Given data:
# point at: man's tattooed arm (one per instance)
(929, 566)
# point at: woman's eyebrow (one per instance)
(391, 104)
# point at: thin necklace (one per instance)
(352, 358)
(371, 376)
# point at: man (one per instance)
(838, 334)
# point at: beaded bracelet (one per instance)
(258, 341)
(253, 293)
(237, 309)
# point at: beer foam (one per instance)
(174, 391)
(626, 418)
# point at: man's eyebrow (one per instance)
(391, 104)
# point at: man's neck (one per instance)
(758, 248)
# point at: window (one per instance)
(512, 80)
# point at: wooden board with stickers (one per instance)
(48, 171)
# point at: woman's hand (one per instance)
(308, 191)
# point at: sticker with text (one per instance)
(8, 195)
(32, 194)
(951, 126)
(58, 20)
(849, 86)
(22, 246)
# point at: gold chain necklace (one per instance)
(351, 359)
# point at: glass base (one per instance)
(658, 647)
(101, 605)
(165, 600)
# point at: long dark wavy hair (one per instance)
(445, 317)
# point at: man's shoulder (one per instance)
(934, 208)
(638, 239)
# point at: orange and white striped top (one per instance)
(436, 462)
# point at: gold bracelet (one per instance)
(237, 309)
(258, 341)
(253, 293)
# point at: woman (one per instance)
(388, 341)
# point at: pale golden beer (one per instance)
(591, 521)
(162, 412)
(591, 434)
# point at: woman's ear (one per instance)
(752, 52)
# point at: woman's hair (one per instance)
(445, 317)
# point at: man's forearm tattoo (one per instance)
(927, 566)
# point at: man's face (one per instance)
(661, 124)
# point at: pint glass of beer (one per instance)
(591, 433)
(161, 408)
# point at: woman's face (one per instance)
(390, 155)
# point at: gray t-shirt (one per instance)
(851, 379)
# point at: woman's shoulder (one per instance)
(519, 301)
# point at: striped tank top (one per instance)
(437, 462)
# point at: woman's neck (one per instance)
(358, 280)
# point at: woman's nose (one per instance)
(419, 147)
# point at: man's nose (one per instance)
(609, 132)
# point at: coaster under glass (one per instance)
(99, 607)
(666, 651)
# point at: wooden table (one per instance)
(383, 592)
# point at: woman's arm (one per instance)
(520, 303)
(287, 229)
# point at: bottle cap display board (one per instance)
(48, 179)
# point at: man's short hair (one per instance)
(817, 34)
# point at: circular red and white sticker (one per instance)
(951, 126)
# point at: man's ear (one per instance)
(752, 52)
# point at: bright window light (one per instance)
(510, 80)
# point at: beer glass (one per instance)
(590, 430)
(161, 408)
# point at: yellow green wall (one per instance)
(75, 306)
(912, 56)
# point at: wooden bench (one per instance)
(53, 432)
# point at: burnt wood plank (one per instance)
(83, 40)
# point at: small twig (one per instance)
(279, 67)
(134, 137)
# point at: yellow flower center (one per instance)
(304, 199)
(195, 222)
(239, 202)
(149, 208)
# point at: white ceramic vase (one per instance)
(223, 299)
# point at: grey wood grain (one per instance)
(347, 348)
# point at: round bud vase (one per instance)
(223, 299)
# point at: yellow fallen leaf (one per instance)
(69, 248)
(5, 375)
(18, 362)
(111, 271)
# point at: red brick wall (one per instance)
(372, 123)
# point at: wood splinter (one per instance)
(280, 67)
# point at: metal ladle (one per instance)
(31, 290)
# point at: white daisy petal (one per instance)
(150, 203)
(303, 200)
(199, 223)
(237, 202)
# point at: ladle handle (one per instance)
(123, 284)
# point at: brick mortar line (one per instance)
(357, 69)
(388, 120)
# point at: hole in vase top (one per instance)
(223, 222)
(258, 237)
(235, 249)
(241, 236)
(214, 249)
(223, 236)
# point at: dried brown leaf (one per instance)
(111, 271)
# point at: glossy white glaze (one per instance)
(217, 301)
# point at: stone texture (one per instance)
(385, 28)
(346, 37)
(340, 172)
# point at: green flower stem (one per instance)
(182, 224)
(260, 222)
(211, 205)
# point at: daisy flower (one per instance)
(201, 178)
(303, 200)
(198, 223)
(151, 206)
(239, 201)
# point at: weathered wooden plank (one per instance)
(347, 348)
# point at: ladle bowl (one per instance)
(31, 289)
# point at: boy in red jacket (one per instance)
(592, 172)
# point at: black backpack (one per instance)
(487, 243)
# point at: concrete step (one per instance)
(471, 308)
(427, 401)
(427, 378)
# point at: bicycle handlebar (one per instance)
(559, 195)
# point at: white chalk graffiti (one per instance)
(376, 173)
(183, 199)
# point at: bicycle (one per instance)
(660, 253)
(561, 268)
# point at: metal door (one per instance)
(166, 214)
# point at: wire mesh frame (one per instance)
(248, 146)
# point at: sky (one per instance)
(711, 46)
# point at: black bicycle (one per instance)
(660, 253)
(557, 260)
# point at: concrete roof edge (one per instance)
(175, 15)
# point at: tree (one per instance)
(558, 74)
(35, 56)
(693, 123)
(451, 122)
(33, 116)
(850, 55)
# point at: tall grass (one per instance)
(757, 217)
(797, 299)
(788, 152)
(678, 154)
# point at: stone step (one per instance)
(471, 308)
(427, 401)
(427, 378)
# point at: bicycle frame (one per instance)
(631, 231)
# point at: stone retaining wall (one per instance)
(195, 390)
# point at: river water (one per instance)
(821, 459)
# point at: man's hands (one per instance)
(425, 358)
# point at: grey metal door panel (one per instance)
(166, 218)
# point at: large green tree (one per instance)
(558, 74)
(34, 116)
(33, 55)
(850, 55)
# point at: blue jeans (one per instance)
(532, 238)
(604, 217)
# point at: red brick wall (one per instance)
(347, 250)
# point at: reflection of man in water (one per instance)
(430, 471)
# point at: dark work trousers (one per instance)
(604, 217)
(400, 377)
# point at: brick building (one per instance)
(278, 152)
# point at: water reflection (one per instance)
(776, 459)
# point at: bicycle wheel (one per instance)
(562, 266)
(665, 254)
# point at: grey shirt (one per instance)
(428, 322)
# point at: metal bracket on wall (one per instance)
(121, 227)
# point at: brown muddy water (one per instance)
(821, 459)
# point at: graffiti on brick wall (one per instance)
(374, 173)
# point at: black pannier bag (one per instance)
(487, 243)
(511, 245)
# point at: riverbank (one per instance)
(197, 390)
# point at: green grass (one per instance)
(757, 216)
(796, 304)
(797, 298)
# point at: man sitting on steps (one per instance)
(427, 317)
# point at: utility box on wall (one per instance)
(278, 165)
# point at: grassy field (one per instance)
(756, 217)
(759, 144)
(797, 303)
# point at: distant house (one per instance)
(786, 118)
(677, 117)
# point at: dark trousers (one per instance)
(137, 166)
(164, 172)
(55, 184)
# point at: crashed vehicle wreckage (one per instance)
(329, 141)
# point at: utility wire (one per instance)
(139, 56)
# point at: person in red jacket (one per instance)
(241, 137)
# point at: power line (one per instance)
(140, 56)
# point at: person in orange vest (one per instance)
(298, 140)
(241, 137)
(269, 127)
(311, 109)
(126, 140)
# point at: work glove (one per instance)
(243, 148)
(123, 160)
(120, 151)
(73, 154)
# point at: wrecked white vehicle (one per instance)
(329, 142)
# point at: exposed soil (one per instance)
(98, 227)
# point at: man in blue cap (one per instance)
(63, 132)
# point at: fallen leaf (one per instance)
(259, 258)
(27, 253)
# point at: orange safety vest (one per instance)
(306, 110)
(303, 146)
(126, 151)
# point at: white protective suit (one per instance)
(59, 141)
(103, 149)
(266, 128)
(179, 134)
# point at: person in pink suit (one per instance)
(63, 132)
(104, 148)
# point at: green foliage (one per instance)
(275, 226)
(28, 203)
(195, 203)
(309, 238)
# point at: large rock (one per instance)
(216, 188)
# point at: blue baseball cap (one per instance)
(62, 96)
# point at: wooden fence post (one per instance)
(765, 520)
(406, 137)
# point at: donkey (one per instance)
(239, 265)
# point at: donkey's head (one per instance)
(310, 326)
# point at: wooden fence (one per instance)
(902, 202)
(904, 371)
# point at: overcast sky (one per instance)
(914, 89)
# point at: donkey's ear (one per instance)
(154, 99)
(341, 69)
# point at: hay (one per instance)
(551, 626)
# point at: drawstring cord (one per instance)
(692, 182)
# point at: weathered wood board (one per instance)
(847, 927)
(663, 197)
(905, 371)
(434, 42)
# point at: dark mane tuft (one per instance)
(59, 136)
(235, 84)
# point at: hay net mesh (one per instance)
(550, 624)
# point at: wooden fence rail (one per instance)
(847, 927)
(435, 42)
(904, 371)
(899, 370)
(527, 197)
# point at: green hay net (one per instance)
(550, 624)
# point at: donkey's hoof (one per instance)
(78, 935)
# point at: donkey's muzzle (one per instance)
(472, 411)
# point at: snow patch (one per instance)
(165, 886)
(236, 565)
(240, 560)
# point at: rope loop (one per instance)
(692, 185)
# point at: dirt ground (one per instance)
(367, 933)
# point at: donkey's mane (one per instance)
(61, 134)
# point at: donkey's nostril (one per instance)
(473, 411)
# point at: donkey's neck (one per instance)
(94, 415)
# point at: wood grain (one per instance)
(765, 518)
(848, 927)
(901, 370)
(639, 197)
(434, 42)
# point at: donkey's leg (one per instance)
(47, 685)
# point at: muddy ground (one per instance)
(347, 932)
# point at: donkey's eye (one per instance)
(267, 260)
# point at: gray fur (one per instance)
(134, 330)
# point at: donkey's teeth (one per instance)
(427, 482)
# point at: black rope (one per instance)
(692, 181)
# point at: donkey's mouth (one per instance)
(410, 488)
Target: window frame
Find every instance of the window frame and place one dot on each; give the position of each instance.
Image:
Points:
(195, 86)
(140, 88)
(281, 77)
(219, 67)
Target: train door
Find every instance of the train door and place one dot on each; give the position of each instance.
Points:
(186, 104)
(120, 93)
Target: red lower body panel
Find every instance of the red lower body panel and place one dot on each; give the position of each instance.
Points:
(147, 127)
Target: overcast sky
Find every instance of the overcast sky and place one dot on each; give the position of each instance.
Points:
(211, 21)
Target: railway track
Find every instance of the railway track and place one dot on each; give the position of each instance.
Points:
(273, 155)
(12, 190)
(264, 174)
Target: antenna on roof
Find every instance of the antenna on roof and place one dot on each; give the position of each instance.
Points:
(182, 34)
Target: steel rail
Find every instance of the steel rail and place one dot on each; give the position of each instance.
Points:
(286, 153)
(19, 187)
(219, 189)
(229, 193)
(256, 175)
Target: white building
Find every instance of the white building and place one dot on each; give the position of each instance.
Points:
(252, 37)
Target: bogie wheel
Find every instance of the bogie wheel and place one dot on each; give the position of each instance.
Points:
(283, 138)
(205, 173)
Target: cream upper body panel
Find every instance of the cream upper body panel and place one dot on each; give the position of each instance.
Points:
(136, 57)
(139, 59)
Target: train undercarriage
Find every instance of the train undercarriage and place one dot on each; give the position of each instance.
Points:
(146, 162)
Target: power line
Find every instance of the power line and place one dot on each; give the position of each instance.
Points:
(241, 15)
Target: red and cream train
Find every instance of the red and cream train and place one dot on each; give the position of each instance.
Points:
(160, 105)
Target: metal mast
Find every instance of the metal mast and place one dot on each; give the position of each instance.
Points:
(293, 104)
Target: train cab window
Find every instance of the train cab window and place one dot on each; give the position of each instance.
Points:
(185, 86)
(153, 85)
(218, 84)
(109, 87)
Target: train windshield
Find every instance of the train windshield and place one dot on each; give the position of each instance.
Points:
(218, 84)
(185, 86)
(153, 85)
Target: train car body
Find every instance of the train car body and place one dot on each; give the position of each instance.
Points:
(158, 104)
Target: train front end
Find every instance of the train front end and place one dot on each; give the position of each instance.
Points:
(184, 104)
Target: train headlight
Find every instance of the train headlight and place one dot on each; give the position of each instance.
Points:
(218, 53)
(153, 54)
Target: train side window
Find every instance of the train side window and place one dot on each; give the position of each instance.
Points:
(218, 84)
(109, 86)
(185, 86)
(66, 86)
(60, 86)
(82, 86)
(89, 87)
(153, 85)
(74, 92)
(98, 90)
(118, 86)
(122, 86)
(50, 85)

Exercise requirements: Please report only the number of lines above that include "body".

Solved exercise: 6